▶ _Exercise goal_:
Copy nothing but the lines below running from the line containing "positive clicks: (116, 227)" through the line containing "217L145 207L129 213L25", both end lines included.

Collected data entries
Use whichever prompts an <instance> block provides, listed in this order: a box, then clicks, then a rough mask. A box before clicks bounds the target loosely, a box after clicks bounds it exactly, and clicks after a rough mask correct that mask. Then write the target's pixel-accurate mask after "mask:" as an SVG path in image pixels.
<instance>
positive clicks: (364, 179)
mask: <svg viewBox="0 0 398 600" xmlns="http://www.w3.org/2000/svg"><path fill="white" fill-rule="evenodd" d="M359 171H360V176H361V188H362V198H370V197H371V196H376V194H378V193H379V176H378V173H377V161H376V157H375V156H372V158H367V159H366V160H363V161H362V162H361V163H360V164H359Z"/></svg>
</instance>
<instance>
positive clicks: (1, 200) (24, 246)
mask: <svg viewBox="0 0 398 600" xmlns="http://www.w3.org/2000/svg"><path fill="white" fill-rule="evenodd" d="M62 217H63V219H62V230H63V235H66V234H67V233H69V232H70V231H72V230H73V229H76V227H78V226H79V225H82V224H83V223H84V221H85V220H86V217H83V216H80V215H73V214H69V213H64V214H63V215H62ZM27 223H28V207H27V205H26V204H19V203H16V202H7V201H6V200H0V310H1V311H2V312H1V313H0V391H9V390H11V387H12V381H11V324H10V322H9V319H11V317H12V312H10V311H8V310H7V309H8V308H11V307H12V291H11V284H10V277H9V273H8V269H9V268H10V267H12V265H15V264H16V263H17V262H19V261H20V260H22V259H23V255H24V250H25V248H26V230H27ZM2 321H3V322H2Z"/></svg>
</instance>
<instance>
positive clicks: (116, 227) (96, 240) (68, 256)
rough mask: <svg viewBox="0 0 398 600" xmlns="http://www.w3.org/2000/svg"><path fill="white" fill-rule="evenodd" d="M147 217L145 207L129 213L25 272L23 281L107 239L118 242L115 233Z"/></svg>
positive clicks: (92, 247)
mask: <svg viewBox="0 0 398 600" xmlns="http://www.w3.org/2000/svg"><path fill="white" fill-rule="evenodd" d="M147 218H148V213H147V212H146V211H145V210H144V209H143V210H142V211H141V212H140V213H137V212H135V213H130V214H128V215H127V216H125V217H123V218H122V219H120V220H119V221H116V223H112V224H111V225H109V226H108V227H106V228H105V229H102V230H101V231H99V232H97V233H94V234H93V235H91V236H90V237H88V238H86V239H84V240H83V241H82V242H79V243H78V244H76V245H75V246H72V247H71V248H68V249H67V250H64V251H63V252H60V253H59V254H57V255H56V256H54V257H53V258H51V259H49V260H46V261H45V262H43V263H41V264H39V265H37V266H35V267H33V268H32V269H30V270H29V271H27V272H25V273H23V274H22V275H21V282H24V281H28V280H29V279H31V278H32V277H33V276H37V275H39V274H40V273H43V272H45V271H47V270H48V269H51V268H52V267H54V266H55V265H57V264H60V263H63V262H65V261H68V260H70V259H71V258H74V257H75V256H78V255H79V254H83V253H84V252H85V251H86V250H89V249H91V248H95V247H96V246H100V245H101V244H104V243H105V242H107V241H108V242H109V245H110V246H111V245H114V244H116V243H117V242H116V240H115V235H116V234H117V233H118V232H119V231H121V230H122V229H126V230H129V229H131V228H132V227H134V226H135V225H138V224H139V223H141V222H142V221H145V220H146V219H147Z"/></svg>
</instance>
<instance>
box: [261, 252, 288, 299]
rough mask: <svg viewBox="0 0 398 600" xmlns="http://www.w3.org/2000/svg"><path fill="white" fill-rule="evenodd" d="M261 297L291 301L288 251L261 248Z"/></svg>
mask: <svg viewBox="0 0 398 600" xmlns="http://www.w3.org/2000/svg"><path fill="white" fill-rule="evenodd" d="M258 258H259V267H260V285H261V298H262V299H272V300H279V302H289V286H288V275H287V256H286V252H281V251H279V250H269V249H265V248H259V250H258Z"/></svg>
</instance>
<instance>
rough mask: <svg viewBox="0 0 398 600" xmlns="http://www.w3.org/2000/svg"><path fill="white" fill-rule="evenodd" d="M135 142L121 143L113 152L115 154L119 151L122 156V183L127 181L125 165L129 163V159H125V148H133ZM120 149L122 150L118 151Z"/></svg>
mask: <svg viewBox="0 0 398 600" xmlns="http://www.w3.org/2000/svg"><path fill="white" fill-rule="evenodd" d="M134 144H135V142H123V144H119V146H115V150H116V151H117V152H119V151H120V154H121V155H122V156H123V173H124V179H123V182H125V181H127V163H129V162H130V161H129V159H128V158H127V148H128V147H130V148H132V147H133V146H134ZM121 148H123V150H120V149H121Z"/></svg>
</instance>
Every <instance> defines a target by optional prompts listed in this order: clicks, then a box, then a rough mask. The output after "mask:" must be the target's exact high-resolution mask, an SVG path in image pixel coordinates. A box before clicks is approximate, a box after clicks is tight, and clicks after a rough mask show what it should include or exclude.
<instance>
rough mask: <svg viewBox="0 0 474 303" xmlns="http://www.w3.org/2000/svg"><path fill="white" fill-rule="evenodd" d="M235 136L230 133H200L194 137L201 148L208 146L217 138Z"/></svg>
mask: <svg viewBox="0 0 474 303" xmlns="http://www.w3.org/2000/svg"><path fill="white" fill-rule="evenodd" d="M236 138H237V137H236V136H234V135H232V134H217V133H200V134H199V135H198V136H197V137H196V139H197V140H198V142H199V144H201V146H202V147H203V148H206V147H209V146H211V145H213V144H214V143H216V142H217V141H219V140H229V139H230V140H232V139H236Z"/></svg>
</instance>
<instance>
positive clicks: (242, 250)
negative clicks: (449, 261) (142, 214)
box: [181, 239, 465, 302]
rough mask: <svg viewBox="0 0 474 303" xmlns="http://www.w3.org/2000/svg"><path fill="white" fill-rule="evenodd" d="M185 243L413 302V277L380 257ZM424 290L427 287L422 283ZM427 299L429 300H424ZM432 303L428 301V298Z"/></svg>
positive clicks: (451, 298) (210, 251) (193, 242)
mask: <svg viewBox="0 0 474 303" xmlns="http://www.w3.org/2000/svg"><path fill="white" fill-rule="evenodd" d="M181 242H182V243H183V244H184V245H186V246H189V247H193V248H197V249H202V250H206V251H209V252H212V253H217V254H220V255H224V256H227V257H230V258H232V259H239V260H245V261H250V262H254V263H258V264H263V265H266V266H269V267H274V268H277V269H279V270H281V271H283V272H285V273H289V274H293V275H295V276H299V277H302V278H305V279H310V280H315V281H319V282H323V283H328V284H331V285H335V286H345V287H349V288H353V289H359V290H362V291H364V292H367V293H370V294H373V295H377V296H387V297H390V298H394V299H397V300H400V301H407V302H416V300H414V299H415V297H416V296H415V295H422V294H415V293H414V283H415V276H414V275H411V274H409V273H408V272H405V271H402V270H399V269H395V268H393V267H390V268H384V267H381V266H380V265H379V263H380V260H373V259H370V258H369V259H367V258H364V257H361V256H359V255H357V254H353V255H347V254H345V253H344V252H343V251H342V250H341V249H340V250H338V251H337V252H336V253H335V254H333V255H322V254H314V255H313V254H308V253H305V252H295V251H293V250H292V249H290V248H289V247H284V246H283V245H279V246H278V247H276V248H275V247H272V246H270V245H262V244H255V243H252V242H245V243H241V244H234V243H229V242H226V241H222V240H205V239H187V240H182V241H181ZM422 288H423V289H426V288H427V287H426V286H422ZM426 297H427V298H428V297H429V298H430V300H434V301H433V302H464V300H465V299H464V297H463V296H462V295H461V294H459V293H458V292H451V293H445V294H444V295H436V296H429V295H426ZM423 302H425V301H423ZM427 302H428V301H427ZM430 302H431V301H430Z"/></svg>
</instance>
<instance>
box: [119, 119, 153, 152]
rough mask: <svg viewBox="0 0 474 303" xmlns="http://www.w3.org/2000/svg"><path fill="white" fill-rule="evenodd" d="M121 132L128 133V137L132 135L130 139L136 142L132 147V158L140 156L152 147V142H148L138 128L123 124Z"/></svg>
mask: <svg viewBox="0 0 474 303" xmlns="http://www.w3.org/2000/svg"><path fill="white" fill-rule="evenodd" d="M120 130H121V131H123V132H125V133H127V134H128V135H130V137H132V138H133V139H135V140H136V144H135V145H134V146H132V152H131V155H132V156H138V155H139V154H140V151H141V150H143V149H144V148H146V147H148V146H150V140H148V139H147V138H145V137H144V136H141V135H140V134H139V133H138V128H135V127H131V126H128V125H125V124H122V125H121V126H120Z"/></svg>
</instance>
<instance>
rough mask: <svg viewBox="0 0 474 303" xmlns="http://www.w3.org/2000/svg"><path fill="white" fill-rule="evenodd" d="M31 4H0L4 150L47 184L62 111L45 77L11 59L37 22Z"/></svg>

▶ _Expected answer_:
positive clicks: (116, 227) (96, 240) (68, 256)
rough mask: <svg viewBox="0 0 398 600" xmlns="http://www.w3.org/2000/svg"><path fill="white" fill-rule="evenodd" d="M147 217L145 207L129 213L25 272L23 281L107 239L118 242L115 233Z"/></svg>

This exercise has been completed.